▶ [TASK DESCRIPTION]: Pull out each line of the records below that contains the word "traffic", and copy those lines unchanged.

▶ [RECORDS FOR THE EXERCISE]:

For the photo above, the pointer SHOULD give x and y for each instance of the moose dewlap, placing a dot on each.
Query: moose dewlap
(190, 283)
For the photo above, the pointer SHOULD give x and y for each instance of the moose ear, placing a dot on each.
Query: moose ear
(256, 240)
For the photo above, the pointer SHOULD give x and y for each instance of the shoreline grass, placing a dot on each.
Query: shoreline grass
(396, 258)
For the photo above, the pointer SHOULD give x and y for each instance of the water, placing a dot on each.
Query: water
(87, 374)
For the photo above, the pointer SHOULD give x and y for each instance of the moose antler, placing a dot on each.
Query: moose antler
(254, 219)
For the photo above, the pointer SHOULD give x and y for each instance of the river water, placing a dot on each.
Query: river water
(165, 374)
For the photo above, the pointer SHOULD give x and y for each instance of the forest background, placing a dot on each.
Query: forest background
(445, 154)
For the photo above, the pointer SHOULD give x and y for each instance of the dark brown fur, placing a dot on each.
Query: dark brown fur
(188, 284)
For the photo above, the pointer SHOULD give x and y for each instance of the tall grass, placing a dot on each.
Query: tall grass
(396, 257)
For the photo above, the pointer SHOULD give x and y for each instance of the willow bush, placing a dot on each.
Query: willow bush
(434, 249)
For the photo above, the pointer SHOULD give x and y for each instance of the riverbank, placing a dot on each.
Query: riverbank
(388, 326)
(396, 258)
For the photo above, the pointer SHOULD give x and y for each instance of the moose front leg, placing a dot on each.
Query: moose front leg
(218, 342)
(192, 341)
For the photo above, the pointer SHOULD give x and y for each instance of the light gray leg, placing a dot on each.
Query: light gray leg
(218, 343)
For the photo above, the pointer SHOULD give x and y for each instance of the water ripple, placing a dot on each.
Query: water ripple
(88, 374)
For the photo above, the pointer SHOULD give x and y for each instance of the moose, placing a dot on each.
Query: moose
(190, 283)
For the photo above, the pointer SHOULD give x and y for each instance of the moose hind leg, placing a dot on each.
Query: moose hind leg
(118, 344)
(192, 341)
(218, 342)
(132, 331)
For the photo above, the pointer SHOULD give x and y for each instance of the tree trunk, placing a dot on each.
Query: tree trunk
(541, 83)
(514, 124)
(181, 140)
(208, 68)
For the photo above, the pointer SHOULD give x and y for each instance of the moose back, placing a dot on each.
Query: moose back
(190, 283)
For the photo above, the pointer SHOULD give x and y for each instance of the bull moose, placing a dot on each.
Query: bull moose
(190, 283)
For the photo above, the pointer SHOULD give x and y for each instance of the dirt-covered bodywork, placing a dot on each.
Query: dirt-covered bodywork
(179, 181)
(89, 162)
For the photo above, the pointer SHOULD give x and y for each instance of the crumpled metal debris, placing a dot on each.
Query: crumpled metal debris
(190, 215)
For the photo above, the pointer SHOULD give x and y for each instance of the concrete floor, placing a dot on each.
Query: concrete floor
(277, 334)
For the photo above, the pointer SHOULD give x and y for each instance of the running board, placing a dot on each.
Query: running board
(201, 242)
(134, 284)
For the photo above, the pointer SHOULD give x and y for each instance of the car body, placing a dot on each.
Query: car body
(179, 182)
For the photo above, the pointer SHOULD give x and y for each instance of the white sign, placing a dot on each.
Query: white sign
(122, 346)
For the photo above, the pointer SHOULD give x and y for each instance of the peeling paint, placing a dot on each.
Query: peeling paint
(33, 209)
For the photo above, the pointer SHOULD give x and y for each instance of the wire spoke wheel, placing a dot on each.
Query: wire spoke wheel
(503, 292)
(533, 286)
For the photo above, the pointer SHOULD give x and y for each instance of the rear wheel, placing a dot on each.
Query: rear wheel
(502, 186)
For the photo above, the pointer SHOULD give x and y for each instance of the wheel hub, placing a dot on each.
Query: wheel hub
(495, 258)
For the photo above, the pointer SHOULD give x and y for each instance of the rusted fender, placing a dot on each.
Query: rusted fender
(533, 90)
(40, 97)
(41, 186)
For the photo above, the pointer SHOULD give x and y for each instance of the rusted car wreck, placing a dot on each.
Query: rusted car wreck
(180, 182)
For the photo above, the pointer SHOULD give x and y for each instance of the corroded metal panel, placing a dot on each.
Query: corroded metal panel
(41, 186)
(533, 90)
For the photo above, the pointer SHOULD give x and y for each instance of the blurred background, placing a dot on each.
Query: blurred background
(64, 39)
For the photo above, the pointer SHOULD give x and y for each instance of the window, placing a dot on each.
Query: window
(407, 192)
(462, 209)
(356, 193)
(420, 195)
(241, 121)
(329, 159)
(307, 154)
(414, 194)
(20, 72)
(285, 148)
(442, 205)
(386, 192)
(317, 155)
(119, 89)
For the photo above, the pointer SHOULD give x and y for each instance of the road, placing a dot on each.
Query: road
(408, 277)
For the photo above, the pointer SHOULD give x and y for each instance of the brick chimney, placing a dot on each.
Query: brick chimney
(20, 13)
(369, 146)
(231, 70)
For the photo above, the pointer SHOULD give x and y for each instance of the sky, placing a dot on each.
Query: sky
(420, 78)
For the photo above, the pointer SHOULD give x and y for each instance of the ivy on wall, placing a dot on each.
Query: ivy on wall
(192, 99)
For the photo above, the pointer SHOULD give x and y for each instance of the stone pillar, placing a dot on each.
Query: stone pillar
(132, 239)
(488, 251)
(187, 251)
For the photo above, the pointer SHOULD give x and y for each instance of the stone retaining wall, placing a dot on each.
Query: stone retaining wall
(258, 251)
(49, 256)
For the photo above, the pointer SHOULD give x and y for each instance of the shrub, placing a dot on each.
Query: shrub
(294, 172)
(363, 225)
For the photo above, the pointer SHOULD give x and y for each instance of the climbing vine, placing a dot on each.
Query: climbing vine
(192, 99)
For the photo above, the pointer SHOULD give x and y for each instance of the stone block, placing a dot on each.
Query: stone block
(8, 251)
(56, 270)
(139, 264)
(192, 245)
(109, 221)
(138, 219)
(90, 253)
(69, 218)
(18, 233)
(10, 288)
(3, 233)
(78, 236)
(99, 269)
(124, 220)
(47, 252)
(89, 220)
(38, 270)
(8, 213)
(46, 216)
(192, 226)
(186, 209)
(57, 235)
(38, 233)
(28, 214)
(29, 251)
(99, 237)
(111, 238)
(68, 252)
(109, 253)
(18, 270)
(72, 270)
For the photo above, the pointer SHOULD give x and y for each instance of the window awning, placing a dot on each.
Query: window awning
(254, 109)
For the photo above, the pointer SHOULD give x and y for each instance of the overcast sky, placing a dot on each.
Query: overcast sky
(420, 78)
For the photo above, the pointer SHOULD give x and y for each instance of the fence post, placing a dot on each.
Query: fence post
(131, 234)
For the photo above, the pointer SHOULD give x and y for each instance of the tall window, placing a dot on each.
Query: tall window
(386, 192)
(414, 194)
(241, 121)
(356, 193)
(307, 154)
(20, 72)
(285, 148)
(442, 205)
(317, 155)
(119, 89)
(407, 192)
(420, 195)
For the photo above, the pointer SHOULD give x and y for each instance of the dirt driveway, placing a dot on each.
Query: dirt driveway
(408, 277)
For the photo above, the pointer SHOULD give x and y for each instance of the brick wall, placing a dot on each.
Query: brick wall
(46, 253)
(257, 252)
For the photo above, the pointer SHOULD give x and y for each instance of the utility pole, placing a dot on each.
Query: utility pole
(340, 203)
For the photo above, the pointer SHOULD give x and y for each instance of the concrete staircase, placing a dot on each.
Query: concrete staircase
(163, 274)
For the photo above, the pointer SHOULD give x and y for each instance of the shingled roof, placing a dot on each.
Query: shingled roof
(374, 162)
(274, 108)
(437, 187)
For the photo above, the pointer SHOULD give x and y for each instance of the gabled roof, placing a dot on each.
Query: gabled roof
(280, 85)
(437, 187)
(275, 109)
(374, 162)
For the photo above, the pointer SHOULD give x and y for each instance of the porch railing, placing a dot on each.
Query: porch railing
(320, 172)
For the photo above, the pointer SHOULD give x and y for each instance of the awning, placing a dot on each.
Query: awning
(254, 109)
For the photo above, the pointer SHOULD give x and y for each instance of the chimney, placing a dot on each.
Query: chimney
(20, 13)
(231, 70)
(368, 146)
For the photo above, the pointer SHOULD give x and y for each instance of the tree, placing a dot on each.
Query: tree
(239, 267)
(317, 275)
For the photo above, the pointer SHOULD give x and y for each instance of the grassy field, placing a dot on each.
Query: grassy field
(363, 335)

==

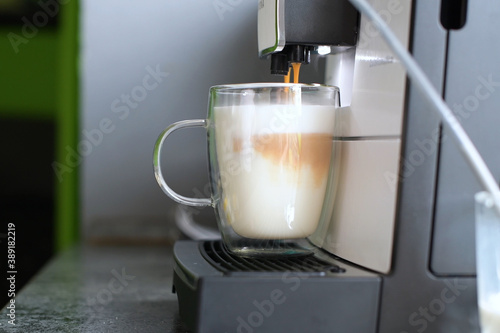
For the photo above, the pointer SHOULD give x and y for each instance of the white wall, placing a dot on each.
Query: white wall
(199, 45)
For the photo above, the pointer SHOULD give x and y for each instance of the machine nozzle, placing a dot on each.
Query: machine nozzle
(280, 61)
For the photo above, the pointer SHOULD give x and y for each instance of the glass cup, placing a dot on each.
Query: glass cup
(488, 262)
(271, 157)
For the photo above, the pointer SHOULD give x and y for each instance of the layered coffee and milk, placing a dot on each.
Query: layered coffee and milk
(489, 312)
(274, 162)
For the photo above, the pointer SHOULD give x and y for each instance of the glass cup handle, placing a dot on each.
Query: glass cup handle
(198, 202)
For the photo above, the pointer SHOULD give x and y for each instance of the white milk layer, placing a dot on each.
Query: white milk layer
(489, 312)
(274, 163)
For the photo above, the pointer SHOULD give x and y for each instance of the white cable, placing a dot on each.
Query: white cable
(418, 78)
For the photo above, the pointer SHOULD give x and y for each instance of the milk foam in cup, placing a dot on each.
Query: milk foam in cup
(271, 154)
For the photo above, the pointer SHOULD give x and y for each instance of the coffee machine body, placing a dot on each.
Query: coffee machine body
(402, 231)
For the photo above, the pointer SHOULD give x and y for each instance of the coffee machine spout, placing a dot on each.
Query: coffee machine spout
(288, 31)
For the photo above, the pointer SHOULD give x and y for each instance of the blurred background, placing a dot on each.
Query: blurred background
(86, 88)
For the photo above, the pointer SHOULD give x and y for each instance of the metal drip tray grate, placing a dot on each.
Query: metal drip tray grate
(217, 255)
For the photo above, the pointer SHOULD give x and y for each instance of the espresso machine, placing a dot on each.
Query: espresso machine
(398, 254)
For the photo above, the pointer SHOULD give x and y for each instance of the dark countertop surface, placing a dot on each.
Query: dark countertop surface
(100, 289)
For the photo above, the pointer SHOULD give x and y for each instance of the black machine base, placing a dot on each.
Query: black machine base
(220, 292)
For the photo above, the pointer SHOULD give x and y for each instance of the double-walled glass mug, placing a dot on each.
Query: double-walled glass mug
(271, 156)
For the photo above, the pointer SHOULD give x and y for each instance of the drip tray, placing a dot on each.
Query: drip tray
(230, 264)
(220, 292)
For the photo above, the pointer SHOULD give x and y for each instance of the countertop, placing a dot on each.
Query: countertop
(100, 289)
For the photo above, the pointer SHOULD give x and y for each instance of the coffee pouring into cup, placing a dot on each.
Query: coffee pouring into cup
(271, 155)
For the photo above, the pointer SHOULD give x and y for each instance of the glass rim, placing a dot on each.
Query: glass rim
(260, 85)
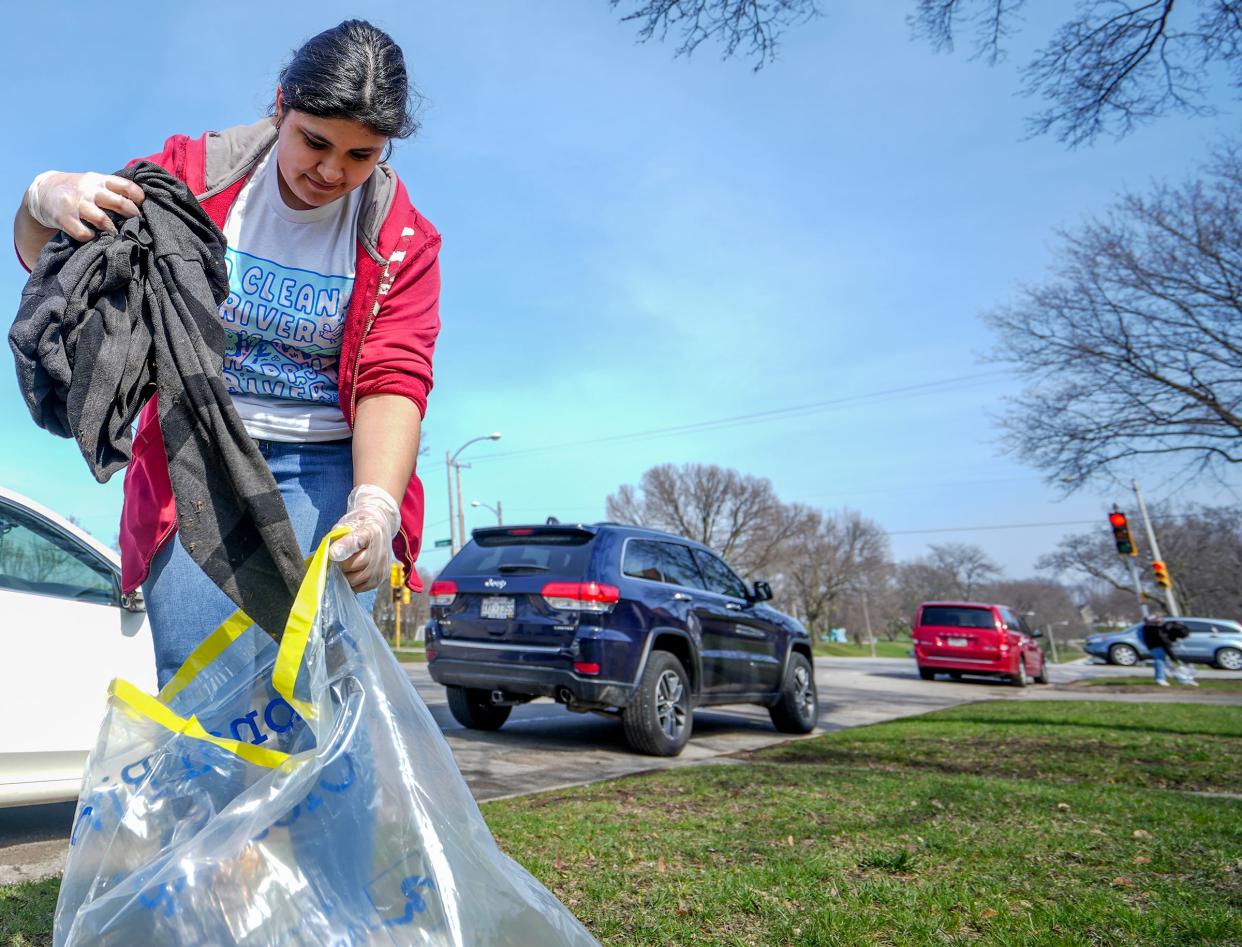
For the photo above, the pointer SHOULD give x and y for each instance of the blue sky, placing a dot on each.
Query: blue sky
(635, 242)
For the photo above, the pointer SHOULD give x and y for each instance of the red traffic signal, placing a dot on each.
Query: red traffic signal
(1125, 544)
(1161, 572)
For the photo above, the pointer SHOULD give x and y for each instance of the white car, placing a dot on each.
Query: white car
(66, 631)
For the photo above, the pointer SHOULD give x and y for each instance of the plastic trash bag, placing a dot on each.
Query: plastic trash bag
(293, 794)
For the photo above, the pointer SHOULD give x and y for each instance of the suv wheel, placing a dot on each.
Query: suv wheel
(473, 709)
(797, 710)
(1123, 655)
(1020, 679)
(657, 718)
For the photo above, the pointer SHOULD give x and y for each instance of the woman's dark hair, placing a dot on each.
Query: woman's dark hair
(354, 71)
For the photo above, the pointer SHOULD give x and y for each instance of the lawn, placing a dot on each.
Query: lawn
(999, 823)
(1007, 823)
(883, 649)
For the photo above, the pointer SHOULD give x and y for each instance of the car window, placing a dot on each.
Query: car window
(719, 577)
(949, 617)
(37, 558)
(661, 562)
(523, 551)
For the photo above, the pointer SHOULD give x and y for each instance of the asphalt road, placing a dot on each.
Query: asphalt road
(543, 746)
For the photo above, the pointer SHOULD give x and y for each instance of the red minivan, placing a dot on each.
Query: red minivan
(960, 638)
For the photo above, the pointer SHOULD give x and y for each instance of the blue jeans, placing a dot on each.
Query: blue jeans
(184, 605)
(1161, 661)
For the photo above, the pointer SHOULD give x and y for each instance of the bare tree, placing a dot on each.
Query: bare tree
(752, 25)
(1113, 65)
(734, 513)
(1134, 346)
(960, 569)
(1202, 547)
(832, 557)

▶ [ANSWER TO THE EXERCISE]:
For the photo above, the pointer SHOULD give x and y for each instance of the red traffic signal, placing a dot on each.
Query: red traffic signal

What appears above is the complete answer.